• Selected passage:
==*==
Paul Scully – 2022 Statement on Low-income Workers and Exclusivity Clauses

The statement made by Paul Scully, the Parliamentary Under-Secretary of State for Business, Energy and Industrial Strategy, in the House of Commons on 11 May 2022.

I am pleased to announce the latest steps the Government have taken to better protect and support low-income workers as we look to build a high-skilled, high-productivity, high-wage economy.

The UK’s flexible and dynamic labour market has always been the envy of the world. It gives businesses the confidence to create jobs and invest in their workforce, whilst giving workers more choice over who they work for, and how often.

This Government want to put more power into the hands of individuals and businesses to find and create work that suits their personal circumstances. Today we are confirming our intention to widen the ban on exclusivity clauses, ensuring the lowest-paid workers have the freedom to boost their income through extra work if they wish.
==*==
• Record excerpts:
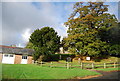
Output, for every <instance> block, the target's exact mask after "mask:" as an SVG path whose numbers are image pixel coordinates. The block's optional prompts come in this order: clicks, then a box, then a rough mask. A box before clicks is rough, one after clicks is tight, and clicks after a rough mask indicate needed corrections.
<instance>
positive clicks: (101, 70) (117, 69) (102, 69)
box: [96, 67, 120, 71]
mask: <svg viewBox="0 0 120 81" xmlns="http://www.w3.org/2000/svg"><path fill="white" fill-rule="evenodd" d="M96 70H100V71H120V67H118V68H104V69H96Z"/></svg>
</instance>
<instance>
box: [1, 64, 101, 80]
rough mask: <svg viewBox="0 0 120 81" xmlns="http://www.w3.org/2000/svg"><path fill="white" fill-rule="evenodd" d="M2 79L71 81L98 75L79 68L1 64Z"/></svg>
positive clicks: (94, 72)
mask: <svg viewBox="0 0 120 81" xmlns="http://www.w3.org/2000/svg"><path fill="white" fill-rule="evenodd" d="M2 67H3V69H2V70H3V79H71V78H73V77H86V76H92V75H100V73H97V72H93V71H88V70H84V69H80V68H73V69H66V68H50V67H41V66H37V65H32V64H3V65H2Z"/></svg>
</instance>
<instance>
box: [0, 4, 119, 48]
mask: <svg viewBox="0 0 120 81" xmlns="http://www.w3.org/2000/svg"><path fill="white" fill-rule="evenodd" d="M73 4H74V2H3V3H2V4H1V3H0V9H2V12H1V13H0V19H2V20H1V21H2V23H0V25H1V24H2V31H1V30H0V33H1V32H2V35H0V37H1V36H2V39H0V41H2V45H12V44H15V45H17V46H19V47H24V46H25V45H26V43H27V42H28V41H29V36H30V34H31V33H32V32H33V31H34V30H35V29H38V28H39V29H40V28H42V27H45V26H49V27H53V28H54V29H55V30H56V31H57V32H58V35H60V36H61V38H63V37H65V36H67V28H66V27H65V26H64V25H63V24H64V22H66V21H67V19H68V17H69V16H70V14H71V13H72V11H73ZM105 4H108V5H109V13H111V14H115V15H116V17H117V18H118V3H117V2H109V3H108V2H106V3H105ZM1 14H2V15H1Z"/></svg>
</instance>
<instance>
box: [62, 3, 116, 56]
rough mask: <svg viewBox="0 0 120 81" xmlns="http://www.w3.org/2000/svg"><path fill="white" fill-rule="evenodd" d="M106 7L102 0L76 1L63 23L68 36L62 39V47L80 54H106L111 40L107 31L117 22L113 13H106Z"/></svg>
mask: <svg viewBox="0 0 120 81" xmlns="http://www.w3.org/2000/svg"><path fill="white" fill-rule="evenodd" d="M107 7H108V5H104V3H103V2H88V3H83V2H77V3H76V4H75V5H74V11H73V13H72V14H71V16H70V17H69V19H68V21H67V22H66V23H65V25H66V26H67V27H68V31H67V32H68V37H67V38H64V39H63V43H64V48H67V49H68V50H69V51H70V52H72V53H75V54H79V55H81V56H83V55H87V56H94V57H101V56H102V55H103V54H104V55H107V54H108V51H109V47H110V40H113V39H112V38H113V36H112V35H108V34H110V32H109V31H110V30H111V29H112V28H115V27H116V25H117V23H118V21H117V19H116V17H115V15H111V14H109V13H106V11H108V8H107ZM114 35H115V34H114ZM110 36H112V38H110ZM115 36H116V35H115ZM108 39H109V40H108Z"/></svg>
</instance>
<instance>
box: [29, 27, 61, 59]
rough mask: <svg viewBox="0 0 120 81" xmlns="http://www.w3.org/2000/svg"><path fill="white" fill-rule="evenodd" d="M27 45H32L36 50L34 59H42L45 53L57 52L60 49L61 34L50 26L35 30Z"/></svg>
mask: <svg viewBox="0 0 120 81" xmlns="http://www.w3.org/2000/svg"><path fill="white" fill-rule="evenodd" d="M29 42H30V43H28V45H27V47H29V46H32V48H33V49H34V50H35V53H34V55H33V57H34V60H38V59H40V60H42V58H43V57H44V56H45V55H49V54H55V52H58V51H59V47H60V36H58V34H57V32H56V31H55V30H54V29H53V28H50V27H44V28H41V29H37V30H35V31H34V32H33V33H32V34H31V36H30V39H29Z"/></svg>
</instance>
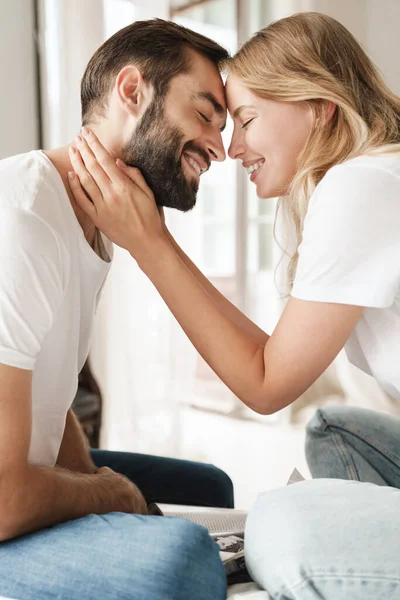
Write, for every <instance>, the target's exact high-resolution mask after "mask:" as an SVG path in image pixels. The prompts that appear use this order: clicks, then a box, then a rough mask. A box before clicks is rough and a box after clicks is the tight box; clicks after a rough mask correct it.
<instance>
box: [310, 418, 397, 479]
mask: <svg viewBox="0 0 400 600" xmlns="http://www.w3.org/2000/svg"><path fill="white" fill-rule="evenodd" d="M318 412H319V413H320V414H319V417H320V419H321V421H322V423H323V425H324V429H325V430H326V429H329V430H330V431H331V433H332V434H333V435H335V434H338V435H339V436H340V437H341V440H343V438H342V433H341V432H346V433H349V434H350V435H354V436H355V437H356V438H358V439H359V440H360V441H361V442H364V443H365V444H367V445H368V446H369V447H370V448H372V449H373V450H377V451H378V452H380V453H381V454H382V455H383V456H384V457H385V458H387V459H388V460H390V461H391V462H392V463H393V464H394V466H395V467H397V468H398V469H400V461H399V457H398V456H396V455H395V454H393V453H392V452H391V451H390V450H388V449H387V448H385V446H383V445H381V444H380V442H379V440H377V439H376V438H370V437H369V436H366V435H363V432H361V431H360V430H359V429H357V428H356V427H353V426H351V425H348V426H347V425H346V426H343V425H338V424H330V423H329V422H328V421H327V420H326V419H325V416H324V414H323V412H322V411H321V410H319V411H318ZM335 430H336V431H335Z"/></svg>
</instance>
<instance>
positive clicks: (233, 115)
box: [232, 104, 254, 119]
mask: <svg viewBox="0 0 400 600" xmlns="http://www.w3.org/2000/svg"><path fill="white" fill-rule="evenodd" d="M246 108H254V106H246V105H245V104H242V106H238V107H237V108H236V109H235V110H234V111H233V114H232V118H233V119H237V118H239V117H240V115H241V114H242V112H243V111H244V110H245V109H246Z"/></svg>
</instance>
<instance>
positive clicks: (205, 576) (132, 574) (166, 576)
mask: <svg viewBox="0 0 400 600" xmlns="http://www.w3.org/2000/svg"><path fill="white" fill-rule="evenodd" d="M0 595H3V596H7V597H10V598H15V599H17V600H56V599H57V600H128V599H129V600H189V599H190V600H225V598H226V577H225V570H224V568H223V565H222V563H221V561H220V559H219V554H218V549H217V546H216V544H215V543H214V542H213V540H212V539H211V537H210V536H209V535H208V531H207V530H206V529H204V528H203V527H199V526H198V525H194V524H193V523H191V522H189V521H185V520H184V519H178V518H171V517H169V518H168V517H151V516H150V517H143V516H139V515H128V514H123V513H110V514H108V515H103V516H98V515H89V516H87V517H84V518H83V519H77V520H75V521H69V522H67V523H63V524H60V525H57V526H55V527H51V528H48V529H43V530H41V531H39V532H37V533H33V534H30V535H27V536H24V537H21V538H18V539H15V540H12V541H9V542H3V543H2V544H0Z"/></svg>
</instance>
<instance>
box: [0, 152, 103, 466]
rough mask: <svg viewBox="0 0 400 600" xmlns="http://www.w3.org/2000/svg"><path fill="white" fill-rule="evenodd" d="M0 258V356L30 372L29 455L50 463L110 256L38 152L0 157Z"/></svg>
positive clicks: (56, 176)
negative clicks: (73, 208) (98, 241)
mask: <svg viewBox="0 0 400 600" xmlns="http://www.w3.org/2000/svg"><path fill="white" fill-rule="evenodd" d="M103 242H104V246H105V249H106V251H107V253H108V255H109V257H111V256H112V244H111V243H110V242H109V241H108V240H107V239H106V238H105V237H104V236H103ZM0 264H1V267H0V362H1V363H3V364H7V365H11V366H14V367H19V368H21V369H28V370H32V371H33V382H32V438H31V444H30V450H29V461H30V462H31V463H35V464H41V465H49V466H52V465H54V464H55V462H56V459H57V455H58V451H59V447H60V444H61V440H62V436H63V432H64V427H65V418H66V414H67V411H68V409H69V408H70V406H71V403H72V401H73V399H74V396H75V393H76V389H77V385H78V374H79V371H80V370H81V368H82V366H83V364H84V362H85V360H86V357H87V355H88V352H89V343H90V336H91V330H92V322H93V316H94V312H95V309H96V305H97V302H98V297H99V294H100V291H101V288H102V286H103V283H104V280H105V277H106V275H107V272H108V270H109V267H110V262H109V261H104V260H102V259H101V258H100V257H99V256H98V255H97V254H96V253H95V252H94V251H93V250H92V248H91V247H90V246H89V244H88V243H87V241H86V239H85V237H84V235H83V231H82V228H81V227H80V225H79V223H78V220H77V218H76V216H75V213H74V211H73V208H72V206H71V203H70V201H69V198H68V195H67V192H66V189H65V187H64V184H63V182H62V179H61V177H60V175H59V173H58V171H57V170H56V168H55V167H54V165H53V164H52V163H51V161H50V160H49V159H48V158H47V156H46V155H45V154H44V153H43V152H41V151H33V152H29V153H27V154H23V155H18V156H13V157H11V158H7V159H5V160H2V161H0Z"/></svg>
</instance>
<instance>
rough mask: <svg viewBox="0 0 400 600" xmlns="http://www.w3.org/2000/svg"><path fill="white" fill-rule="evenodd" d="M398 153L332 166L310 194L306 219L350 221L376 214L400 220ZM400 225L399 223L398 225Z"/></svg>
mask: <svg viewBox="0 0 400 600" xmlns="http://www.w3.org/2000/svg"><path fill="white" fill-rule="evenodd" d="M399 202H400V153H392V154H378V155H364V156H358V157H356V158H352V159H351V160H348V161H345V162H343V163H340V164H338V165H335V166H334V167H332V168H331V169H329V171H327V173H326V174H325V176H324V177H323V178H322V179H321V181H320V182H319V184H318V185H317V187H316V188H315V190H314V193H313V194H312V196H311V198H310V202H309V206H308V211H307V212H308V216H309V217H310V218H311V217H312V216H314V217H315V216H317V215H320V217H321V218H324V219H325V218H326V215H330V218H335V217H338V218H340V219H350V218H353V217H355V215H359V214H360V211H362V214H363V215H364V217H365V216H366V215H367V214H369V215H370V216H371V218H375V217H376V214H377V213H384V214H385V215H386V218H387V214H388V213H389V214H393V217H394V219H395V220H397V221H398V219H399V218H400V210H399ZM399 225H400V223H399Z"/></svg>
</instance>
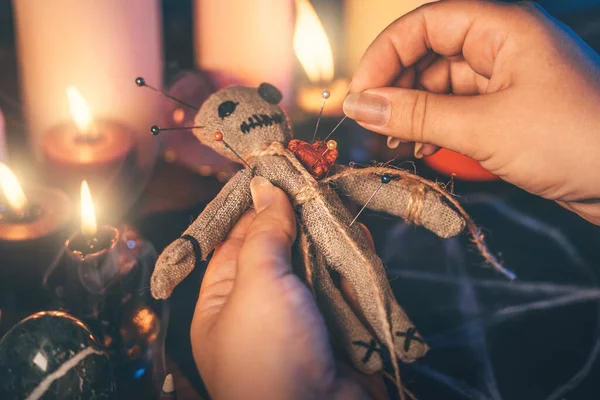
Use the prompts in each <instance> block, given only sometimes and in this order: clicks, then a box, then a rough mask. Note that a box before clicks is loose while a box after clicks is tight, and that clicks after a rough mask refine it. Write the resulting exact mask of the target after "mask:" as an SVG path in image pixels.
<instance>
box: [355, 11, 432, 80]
mask: <svg viewBox="0 0 600 400" xmlns="http://www.w3.org/2000/svg"><path fill="white" fill-rule="evenodd" d="M433 1H435V0H345V11H344V13H345V16H346V46H347V49H346V54H347V65H346V66H347V68H348V71H347V73H348V74H349V75H352V73H353V72H354V70H355V69H356V67H358V63H359V61H360V59H361V58H362V56H363V54H364V52H365V50H366V49H367V48H368V47H369V45H370V44H371V42H373V40H374V39H375V38H376V37H377V35H379V34H380V33H381V31H383V30H384V29H385V28H386V27H387V26H388V25H389V24H391V23H392V22H394V21H395V20H396V19H398V18H400V17H401V16H403V15H404V14H407V13H408V12H410V11H412V10H414V9H415V8H417V7H419V6H422V5H423V4H426V3H431V2H433Z"/></svg>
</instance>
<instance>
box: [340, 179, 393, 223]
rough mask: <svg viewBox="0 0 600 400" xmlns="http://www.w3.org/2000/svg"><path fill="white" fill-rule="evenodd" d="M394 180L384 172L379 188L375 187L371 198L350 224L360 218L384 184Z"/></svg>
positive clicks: (369, 199)
mask: <svg viewBox="0 0 600 400" xmlns="http://www.w3.org/2000/svg"><path fill="white" fill-rule="evenodd" d="M391 180H392V177H391V176H389V175H388V174H384V175H382V176H381V183H380V184H379V186H377V189H375V191H374V192H373V194H372V195H371V197H369V200H367V202H366V203H365V205H364V206H363V207H362V208H361V209H360V211H359V212H358V214H356V217H354V219H353V220H352V222H350V225H348V226H352V225H353V224H354V223H355V222H356V220H357V219H358V217H359V216H360V214H362V212H363V211H364V210H365V208H367V206H368V205H369V203H370V202H371V200H373V197H375V195H376V194H377V192H379V189H381V188H382V187H383V185H385V184H387V183H390V181H391Z"/></svg>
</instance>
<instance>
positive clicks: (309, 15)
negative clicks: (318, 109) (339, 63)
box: [294, 0, 334, 83]
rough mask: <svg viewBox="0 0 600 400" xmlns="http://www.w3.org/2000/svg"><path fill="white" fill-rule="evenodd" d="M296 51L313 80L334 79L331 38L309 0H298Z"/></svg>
mask: <svg viewBox="0 0 600 400" xmlns="http://www.w3.org/2000/svg"><path fill="white" fill-rule="evenodd" d="M294 52H295V53H296V57H298V60H299V61H300V64H302V68H304V71H305V72H306V75H308V79H310V81H311V82H313V83H319V82H326V83H329V82H331V81H333V77H334V69H333V54H332V52H331V46H330V45H329V39H327V34H326V33H325V29H323V25H322V24H321V21H320V20H319V17H318V15H317V12H316V11H315V9H314V8H313V6H312V5H311V4H310V2H309V1H308V0H296V28H295V30H294Z"/></svg>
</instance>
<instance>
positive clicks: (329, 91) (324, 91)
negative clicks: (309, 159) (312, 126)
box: [311, 90, 331, 143]
mask: <svg viewBox="0 0 600 400" xmlns="http://www.w3.org/2000/svg"><path fill="white" fill-rule="evenodd" d="M330 96H331V92H330V91H329V90H323V92H321V97H322V98H323V103H321V110H320V111H319V117H318V118H317V124H316V125H315V133H314V134H313V140H312V142H311V143H314V142H315V140H317V132H318V131H319V123H320V122H321V117H322V116H323V109H324V108H325V102H326V101H327V99H328V98H329V97H330Z"/></svg>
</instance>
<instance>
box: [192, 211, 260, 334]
mask: <svg viewBox="0 0 600 400" xmlns="http://www.w3.org/2000/svg"><path fill="white" fill-rule="evenodd" d="M255 218H256V213H255V212H254V210H251V211H248V212H247V213H246V214H244V215H243V216H242V218H240V220H239V221H238V223H237V224H235V225H234V227H233V229H232V230H231V232H230V233H229V235H228V236H227V239H225V241H224V242H223V243H222V244H221V245H220V246H219V247H217V248H216V249H215V252H214V254H213V256H212V258H211V260H210V263H209V264H208V267H207V269H206V273H205V274H204V278H203V280H202V286H201V287H200V296H199V297H198V302H197V303H196V310H195V312H194V321H196V322H198V323H201V324H202V325H203V326H209V325H210V322H209V321H208V319H209V318H213V317H215V316H216V315H218V313H219V312H220V310H221V309H222V306H223V304H224V303H225V301H226V300H227V296H229V293H230V292H231V289H232V288H233V283H234V281H235V276H236V264H237V257H238V254H239V252H240V249H241V247H242V244H243V243H244V238H245V237H246V232H247V231H248V228H249V227H250V225H251V224H252V222H253V221H254V219H255ZM192 324H193V325H194V322H192ZM192 328H193V326H192Z"/></svg>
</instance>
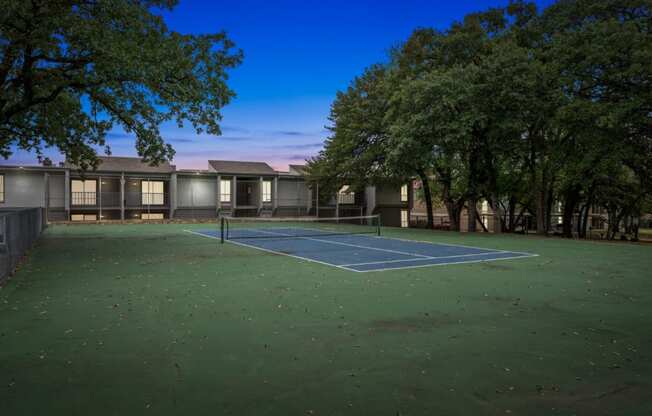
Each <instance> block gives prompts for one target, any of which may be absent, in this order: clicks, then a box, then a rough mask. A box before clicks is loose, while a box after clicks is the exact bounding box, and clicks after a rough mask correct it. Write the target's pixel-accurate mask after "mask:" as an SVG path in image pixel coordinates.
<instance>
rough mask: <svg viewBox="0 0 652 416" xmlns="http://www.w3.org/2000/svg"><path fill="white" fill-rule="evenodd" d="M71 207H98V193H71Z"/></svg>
mask: <svg viewBox="0 0 652 416" xmlns="http://www.w3.org/2000/svg"><path fill="white" fill-rule="evenodd" d="M70 205H72V206H75V207H79V206H96V205H97V192H71V193H70Z"/></svg>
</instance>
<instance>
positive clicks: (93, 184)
mask: <svg viewBox="0 0 652 416" xmlns="http://www.w3.org/2000/svg"><path fill="white" fill-rule="evenodd" d="M75 183H77V184H78V185H79V186H81V191H74V190H73V189H74V187H75ZM91 184H92V185H93V187H92V191H91V190H89V189H91V186H90V185H91ZM70 194H71V198H70V205H72V206H95V205H97V180H96V179H72V180H71V181H70ZM75 194H81V199H79V198H77V199H75V198H73V196H74V195H75Z"/></svg>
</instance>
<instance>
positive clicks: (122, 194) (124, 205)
mask: <svg viewBox="0 0 652 416" xmlns="http://www.w3.org/2000/svg"><path fill="white" fill-rule="evenodd" d="M120 219H121V220H122V221H124V219H125V174H124V172H123V173H122V174H121V175H120Z"/></svg>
==*==
• Questions on the material:
1. In two sentences, summarize Paul Scully's statement on low-income workers and exclusivity clauses.
2. From Paul Scully's statement, output word for word the stretch from "I am pleased" through "if they wish.".

• Answers for the exercise:
1. In a statement to the House of Commons on 11 May 2022, Paul Scully, the Parliamentary Under-Secretary of State for Business, Energy and Industrial Strategy, announced the Government's latest steps to better protect and support low-income workers. He confirmed the Government's intention to widen the ban on exclusivity clauses so that the lowest-paid workers have the freedom to boost their income through extra work if they wish.

2.
I am pleased to announce the latest steps the Government have taken to better protect and support low-income workers as we look to build a high-skilled, high-productivity, high-wage economy.

The UK’s flexible and dynamic labour market has always been the envy of the world. It gives businesses the confidence to create jobs and invest in their workforce, whilst giving workers more choice over who they work for, and how often.

This Government want to put more power into the hands of individuals and businesses to find and create work that suits their personal circumstances. Today we are confirming our intention to widen the ban on exclusivity clauses, ensuring the lowest-paid workers have the freedom to boost their income through extra work if they wish.